*What you will do*
Transcribe, without alteration, only the lines from the one containing "the red flag." through the last line of the material, both ends included.

*Records shown*
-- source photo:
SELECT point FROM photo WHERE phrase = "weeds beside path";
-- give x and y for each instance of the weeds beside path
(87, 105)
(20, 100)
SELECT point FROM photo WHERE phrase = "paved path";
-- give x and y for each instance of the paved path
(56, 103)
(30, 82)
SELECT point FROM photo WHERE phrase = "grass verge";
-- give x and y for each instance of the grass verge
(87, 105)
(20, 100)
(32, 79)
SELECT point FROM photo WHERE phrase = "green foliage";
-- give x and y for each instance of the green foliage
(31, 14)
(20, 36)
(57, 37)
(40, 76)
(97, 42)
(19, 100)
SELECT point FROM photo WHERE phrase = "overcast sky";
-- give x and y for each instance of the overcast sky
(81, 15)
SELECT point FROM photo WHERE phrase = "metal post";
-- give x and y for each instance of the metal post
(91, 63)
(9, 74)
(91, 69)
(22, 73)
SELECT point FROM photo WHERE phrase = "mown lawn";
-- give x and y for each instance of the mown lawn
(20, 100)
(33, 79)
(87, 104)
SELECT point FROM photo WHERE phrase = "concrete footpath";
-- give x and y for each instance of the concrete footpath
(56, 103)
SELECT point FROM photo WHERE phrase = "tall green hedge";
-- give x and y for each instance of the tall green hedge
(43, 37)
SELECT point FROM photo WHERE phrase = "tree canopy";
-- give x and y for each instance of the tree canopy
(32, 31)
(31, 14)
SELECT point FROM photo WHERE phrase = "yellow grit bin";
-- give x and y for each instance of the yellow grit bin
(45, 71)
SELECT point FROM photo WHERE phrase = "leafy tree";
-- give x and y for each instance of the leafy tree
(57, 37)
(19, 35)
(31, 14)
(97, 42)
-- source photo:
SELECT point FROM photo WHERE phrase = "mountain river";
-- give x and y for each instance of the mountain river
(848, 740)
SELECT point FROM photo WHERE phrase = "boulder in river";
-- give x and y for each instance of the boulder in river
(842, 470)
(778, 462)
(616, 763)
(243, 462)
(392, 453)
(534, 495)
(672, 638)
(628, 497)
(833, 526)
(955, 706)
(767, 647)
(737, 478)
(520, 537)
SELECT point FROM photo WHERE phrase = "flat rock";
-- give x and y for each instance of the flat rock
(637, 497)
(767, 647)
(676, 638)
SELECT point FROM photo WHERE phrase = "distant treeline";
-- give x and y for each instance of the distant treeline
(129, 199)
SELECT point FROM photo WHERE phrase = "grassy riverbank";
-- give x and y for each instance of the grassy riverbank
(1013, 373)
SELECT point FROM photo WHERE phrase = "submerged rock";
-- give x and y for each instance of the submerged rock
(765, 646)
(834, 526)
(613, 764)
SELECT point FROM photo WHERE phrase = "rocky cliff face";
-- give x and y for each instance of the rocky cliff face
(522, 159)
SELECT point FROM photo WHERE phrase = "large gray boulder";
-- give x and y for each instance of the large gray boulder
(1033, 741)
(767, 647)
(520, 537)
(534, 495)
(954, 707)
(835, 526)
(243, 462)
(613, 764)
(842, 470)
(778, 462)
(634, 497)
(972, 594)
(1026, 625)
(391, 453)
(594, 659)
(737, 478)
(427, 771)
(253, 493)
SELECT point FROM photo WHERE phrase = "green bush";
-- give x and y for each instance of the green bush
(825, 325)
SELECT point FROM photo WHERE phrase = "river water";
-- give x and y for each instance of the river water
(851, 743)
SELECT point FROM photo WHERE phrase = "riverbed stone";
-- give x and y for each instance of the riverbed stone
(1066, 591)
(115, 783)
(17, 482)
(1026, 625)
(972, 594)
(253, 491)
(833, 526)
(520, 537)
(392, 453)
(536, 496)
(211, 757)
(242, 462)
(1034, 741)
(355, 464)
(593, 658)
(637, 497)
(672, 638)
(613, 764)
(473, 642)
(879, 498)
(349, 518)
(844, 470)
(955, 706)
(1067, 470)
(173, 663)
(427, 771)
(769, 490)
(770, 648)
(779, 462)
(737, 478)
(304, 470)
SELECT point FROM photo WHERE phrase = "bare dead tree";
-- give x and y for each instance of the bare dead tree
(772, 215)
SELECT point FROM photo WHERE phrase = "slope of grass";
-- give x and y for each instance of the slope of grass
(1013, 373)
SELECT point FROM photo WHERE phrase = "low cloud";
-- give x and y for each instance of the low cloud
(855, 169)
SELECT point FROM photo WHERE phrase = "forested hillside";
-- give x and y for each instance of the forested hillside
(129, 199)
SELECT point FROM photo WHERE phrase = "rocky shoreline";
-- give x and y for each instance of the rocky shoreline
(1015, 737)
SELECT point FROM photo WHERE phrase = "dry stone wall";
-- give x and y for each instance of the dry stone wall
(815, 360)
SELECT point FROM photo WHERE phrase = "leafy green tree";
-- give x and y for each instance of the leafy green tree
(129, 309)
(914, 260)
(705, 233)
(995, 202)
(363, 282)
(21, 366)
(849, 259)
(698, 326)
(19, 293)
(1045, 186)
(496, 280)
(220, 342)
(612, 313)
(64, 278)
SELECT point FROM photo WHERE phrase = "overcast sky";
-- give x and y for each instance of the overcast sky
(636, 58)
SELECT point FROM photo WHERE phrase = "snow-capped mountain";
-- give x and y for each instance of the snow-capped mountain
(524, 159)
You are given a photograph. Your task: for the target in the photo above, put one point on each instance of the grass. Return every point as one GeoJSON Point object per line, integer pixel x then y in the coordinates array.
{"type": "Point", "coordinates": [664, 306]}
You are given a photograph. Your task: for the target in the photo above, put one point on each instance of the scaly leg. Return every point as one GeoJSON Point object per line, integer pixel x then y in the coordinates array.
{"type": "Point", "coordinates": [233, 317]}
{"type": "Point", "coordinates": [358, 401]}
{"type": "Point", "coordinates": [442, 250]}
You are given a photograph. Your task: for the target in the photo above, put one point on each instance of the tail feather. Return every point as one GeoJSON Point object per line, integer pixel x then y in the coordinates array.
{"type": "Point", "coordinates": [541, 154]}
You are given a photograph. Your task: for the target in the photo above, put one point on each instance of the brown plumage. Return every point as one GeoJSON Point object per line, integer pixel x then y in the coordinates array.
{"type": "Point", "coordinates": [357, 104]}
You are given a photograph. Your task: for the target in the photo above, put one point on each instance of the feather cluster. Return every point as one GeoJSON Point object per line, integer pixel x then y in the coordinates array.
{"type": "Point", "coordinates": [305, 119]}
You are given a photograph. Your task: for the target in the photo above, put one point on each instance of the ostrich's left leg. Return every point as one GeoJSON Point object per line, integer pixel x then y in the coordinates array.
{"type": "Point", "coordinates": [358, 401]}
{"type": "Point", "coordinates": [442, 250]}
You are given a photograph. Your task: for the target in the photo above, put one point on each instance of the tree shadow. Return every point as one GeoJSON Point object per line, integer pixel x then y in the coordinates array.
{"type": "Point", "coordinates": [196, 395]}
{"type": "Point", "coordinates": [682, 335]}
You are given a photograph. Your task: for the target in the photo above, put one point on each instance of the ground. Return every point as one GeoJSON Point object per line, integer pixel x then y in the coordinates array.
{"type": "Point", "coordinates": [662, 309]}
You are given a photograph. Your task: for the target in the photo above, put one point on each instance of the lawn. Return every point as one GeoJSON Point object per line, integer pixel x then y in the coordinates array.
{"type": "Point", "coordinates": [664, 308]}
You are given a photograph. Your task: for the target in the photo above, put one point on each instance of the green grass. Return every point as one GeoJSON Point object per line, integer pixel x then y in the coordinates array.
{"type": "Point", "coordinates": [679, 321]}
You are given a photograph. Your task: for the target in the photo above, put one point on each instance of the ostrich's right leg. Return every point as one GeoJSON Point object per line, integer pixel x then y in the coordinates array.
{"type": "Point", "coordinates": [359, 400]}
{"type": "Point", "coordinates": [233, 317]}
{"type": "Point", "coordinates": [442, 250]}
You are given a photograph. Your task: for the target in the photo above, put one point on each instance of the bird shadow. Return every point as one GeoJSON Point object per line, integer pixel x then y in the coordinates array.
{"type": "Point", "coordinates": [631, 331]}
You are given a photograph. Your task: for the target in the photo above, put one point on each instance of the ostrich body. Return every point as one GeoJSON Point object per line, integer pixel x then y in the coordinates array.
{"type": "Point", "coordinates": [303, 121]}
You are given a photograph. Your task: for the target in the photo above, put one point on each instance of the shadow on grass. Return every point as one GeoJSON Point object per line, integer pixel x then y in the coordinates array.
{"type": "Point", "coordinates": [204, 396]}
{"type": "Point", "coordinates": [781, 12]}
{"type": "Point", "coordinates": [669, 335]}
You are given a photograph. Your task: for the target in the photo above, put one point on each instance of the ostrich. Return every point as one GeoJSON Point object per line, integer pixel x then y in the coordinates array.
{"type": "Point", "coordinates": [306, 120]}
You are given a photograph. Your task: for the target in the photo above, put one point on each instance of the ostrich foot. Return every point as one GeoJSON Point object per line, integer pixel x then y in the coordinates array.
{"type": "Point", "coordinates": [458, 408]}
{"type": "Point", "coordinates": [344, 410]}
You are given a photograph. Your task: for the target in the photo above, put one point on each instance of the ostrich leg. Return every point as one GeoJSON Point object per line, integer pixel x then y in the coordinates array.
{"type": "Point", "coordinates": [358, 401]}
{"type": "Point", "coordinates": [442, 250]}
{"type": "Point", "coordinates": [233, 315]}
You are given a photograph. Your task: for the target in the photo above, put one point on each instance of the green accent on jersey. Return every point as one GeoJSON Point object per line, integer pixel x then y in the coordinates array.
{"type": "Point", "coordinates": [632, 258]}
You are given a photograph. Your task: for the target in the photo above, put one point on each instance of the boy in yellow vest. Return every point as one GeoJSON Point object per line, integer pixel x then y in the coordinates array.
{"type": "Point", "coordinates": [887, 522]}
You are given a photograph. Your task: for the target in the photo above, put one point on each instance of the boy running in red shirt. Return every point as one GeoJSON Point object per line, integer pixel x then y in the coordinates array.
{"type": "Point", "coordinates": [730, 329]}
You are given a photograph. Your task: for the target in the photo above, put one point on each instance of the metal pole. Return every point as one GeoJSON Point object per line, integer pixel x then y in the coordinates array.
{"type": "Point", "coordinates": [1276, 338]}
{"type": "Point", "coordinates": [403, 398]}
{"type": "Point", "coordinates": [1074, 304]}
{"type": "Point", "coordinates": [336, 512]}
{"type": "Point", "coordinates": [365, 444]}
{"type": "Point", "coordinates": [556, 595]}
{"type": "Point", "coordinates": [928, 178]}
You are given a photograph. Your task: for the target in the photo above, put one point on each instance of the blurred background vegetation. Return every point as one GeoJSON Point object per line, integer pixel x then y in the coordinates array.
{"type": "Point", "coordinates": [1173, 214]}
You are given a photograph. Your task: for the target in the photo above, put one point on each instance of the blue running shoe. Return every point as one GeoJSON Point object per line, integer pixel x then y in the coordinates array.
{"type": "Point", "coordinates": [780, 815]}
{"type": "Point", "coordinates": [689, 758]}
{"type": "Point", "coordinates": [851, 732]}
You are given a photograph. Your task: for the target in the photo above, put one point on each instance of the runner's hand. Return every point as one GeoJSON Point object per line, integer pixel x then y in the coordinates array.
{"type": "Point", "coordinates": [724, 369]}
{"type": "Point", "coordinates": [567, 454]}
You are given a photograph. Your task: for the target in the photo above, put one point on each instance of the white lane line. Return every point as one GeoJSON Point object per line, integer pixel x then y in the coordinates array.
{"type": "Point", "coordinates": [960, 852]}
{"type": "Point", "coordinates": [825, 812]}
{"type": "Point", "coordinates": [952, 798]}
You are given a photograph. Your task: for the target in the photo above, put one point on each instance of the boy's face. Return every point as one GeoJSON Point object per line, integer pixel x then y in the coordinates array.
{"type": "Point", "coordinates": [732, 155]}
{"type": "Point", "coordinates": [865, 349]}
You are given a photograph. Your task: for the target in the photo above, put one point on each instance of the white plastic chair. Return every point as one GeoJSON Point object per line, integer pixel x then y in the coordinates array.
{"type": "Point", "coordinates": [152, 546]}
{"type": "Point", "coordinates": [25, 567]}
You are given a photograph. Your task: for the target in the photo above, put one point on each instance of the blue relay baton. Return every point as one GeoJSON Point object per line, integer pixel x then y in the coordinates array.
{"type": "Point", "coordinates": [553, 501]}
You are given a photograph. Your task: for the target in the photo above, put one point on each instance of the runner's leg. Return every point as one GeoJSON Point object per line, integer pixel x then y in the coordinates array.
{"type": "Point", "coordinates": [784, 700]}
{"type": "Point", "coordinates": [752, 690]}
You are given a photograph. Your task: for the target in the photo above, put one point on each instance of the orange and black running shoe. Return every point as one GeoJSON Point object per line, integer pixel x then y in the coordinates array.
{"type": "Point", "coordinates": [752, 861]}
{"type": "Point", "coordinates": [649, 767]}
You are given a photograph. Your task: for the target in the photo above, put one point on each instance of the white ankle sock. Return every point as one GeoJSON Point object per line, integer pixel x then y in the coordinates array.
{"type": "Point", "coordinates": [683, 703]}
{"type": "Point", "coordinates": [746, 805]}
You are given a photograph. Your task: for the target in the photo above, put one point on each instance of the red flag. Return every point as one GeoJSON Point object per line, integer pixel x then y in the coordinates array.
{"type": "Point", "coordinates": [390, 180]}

*Task output*
You are given a photograph. Your task: for the target in the photo above, put one point on each instance of the red flag. Return every point as one GeoJSON Point object per line, integer pixel x then y in the coordinates array.
{"type": "Point", "coordinates": [390, 180]}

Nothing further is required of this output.